■ Task instructions:
Count the lines in the records below that contain the string "metal", with case counting, and reply with only that number.

* START *

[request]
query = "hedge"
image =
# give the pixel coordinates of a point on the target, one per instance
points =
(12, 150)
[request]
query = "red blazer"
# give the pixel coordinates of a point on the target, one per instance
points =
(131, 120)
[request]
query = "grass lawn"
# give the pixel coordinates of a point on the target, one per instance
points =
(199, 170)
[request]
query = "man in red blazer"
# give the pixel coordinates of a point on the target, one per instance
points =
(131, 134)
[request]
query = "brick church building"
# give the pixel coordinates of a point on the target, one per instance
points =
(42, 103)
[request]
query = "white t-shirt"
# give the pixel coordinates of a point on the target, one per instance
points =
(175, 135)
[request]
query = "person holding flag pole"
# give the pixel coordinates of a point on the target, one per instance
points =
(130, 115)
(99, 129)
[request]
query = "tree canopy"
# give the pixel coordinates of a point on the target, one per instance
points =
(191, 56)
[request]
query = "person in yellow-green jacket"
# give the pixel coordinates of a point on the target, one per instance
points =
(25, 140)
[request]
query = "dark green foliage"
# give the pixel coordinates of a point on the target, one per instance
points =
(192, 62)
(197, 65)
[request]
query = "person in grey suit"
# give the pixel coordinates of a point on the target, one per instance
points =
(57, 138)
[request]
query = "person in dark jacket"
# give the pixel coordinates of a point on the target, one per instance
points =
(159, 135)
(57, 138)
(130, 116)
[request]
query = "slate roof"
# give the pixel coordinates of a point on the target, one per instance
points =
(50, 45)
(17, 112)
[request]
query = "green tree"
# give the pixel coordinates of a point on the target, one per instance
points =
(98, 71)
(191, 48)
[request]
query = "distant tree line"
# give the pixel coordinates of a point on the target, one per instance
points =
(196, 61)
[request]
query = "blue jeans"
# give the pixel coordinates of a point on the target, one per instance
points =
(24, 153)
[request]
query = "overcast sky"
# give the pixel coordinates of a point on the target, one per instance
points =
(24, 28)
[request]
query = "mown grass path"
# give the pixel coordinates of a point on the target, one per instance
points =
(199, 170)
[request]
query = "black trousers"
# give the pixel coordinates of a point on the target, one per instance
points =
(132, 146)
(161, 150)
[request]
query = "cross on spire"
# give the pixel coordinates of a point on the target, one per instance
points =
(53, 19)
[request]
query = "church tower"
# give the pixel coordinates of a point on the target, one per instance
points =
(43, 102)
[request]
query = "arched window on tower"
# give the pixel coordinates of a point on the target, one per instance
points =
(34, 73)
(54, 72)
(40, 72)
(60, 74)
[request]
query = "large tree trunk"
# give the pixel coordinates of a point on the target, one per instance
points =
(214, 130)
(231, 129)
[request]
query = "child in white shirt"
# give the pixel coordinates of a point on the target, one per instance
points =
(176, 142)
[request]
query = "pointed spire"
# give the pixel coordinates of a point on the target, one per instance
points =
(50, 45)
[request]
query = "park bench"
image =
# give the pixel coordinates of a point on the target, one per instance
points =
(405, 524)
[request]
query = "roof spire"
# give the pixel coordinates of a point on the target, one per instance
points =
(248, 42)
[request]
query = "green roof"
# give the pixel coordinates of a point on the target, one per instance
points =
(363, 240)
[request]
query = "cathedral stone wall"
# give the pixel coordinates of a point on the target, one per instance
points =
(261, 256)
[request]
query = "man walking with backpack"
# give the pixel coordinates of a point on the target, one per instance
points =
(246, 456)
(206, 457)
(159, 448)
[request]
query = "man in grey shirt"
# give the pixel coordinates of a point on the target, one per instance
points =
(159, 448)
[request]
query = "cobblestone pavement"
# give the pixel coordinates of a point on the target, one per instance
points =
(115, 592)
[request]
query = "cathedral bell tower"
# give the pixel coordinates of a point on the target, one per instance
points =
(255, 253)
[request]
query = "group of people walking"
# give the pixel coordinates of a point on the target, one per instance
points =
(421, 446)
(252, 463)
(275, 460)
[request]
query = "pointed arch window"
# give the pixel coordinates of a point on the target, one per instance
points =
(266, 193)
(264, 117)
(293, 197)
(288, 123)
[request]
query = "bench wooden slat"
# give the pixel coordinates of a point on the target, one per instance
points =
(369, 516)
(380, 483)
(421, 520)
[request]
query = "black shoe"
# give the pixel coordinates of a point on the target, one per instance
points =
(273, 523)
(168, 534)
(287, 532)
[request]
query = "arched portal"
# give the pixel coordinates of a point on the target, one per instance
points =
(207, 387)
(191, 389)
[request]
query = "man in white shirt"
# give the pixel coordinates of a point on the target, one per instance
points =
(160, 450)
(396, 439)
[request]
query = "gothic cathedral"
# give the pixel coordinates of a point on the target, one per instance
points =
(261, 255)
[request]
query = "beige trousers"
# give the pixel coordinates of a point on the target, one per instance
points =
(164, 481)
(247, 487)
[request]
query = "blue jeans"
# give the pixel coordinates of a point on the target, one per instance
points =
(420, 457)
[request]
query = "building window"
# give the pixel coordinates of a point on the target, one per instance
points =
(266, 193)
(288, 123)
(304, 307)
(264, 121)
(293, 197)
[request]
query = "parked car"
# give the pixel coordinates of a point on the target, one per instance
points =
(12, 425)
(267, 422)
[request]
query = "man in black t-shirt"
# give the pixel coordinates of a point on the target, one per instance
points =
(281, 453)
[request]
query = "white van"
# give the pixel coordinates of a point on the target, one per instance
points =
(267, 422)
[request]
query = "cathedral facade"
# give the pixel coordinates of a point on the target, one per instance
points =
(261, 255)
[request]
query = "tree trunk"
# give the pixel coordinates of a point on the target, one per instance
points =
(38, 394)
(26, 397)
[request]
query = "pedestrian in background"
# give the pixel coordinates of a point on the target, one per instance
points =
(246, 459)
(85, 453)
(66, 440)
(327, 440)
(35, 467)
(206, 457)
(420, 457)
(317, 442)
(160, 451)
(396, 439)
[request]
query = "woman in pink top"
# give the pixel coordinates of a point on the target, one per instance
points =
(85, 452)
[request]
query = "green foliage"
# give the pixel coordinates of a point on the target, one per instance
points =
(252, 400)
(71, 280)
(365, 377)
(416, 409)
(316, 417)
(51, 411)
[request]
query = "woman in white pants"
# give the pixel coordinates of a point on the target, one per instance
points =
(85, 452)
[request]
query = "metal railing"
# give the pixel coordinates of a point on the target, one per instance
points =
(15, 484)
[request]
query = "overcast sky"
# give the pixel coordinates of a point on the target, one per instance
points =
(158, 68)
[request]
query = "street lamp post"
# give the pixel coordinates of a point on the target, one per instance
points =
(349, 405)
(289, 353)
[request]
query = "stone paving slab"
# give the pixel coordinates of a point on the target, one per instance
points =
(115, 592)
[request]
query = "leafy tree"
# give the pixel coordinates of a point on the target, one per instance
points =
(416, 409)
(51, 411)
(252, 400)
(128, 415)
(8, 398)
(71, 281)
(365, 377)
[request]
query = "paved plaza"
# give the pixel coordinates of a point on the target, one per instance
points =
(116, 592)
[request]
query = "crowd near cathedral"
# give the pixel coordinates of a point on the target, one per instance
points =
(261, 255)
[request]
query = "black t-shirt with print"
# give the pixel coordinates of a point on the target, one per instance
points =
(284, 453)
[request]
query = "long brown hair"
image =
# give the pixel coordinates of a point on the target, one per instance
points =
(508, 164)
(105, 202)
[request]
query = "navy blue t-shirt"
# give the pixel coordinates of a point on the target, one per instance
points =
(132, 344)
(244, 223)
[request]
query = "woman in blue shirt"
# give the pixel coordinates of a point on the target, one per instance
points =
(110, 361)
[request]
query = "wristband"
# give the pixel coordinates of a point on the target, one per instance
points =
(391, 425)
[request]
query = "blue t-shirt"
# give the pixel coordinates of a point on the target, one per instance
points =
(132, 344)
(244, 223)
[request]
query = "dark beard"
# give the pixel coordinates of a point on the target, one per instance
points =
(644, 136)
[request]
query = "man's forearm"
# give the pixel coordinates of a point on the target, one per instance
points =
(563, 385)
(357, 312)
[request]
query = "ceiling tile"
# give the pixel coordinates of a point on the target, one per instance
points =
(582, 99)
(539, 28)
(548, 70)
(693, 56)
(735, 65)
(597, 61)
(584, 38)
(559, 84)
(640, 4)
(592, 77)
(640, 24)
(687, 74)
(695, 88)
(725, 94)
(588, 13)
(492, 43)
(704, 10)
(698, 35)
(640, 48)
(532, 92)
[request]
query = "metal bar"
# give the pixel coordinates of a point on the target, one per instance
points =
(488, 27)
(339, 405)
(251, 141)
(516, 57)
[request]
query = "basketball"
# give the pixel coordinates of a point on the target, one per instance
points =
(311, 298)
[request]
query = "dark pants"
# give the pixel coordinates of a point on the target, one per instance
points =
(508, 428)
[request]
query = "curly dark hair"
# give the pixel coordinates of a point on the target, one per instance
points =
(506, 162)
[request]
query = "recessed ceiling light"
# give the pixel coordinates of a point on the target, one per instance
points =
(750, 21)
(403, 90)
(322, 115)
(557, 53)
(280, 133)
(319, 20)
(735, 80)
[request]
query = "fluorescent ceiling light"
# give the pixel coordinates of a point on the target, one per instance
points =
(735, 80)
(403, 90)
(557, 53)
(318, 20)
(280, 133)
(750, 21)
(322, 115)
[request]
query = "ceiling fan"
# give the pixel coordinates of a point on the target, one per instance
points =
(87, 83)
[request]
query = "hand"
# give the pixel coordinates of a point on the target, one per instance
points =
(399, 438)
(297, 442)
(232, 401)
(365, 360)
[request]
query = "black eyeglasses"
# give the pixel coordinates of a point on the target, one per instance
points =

* END *

■ Response:
2